What the exercise asks: Transcribe every entry word for word, leaving out all images.
.....
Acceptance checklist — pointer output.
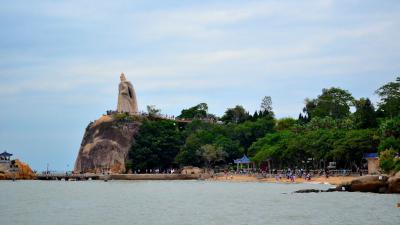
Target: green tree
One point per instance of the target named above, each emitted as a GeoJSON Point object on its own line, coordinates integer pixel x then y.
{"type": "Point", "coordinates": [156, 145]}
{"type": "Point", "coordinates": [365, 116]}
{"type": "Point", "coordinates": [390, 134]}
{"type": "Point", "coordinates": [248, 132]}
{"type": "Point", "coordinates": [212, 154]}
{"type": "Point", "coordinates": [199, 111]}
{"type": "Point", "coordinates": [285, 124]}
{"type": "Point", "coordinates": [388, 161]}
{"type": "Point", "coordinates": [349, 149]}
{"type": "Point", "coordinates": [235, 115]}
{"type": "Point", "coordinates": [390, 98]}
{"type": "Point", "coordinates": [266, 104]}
.....
Your solution:
Acceptance checklist — pointer output.
Target: green tree
One point per instance of the target named above, each emitted as a GeoJSON Point object on its own line, coordinates integer pixel x then y.
{"type": "Point", "coordinates": [156, 145]}
{"type": "Point", "coordinates": [365, 116]}
{"type": "Point", "coordinates": [390, 134]}
{"type": "Point", "coordinates": [248, 132]}
{"type": "Point", "coordinates": [212, 154]}
{"type": "Point", "coordinates": [199, 111]}
{"type": "Point", "coordinates": [285, 124]}
{"type": "Point", "coordinates": [388, 161]}
{"type": "Point", "coordinates": [349, 149]}
{"type": "Point", "coordinates": [235, 115]}
{"type": "Point", "coordinates": [390, 98]}
{"type": "Point", "coordinates": [266, 104]}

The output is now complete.